#### Text block

Mostly
employed in root cause analysis, 5 Whys prominently appears in the Analyze
phase of DMAIC in Six Sigma. This technique iteratively interrogative in nature, mainly used to identify to the root cause
or defect, was developed by Sakichi Toyoda and used in the Toyota Motor Corporation. [source: wiki]
Experts have
varied opinions about this methodology which is often performed by a fish-bone
diagram. There is no single root cause, if observed closely. Usually, it is a
chain of events or combination of factors. Identification of the bug is a
critical challenge and there are various methods and techniques. One such
identified method is 5-why. This helps to understand the top 5 root causes which
predominantly contribute to the problem .

########

__Jobs__.
1/ According to the text on the 5 Whys technique, who developed the method?
2/ Extend the passage on the 5 Whys technique, starting right after its final sentence.

#### Data segment

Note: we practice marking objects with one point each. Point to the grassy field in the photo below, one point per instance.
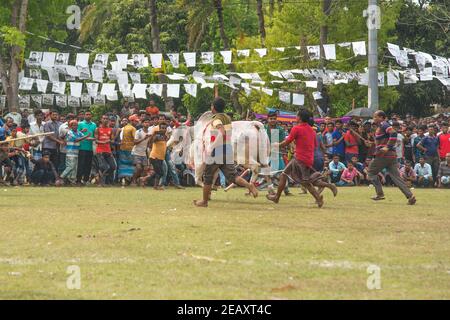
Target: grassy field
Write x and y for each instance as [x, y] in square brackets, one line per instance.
[139, 243]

########

__Results__.
1/ Sakichi Toyoda

2/
The method might sound basic but very effective. The question is often posed from the
answer received and it’s an iterative model. You can try and picture as some
day-to-day issues you find yourself troubleshooting by find the root cause,
like the scores of your child in a recently held d test paper. It’s as much
questioning your child “why did you grades dip?” and from response offered by
your child, there is a counter question –answer, till you are convinced one way
or the other.
Why did your grades dip?
I
didn’t do the exam properly
Why
didn’t you do the exam properly?
I
couldn’t answer most of the questions
Why
couldn’t you answer most of the questions?
The
questions were not familiar.
Why
weren’t the questions familiar?
I
had not prepared well enough
Why
didn’t you prepare?
Because
I was playing and missed on the time to prepare
Finally,
it’s the lack of preparation that led to the poor performance. This might be
your conclusion drawn from the conversation.
And the advice or course of action is to ‘gear up well and be more
prepared to face the next test.’
Here is
another example from a professional backdrop:
Image courtesy: http://image.slidesharecdn.com/5whys-140105104229-phpapp01/95/5-whys-the-path-to-resolution-8-638.jpg?cb=1388918607
Apply the same to a project to analyze about a failure –
which we call it the root cause analysis.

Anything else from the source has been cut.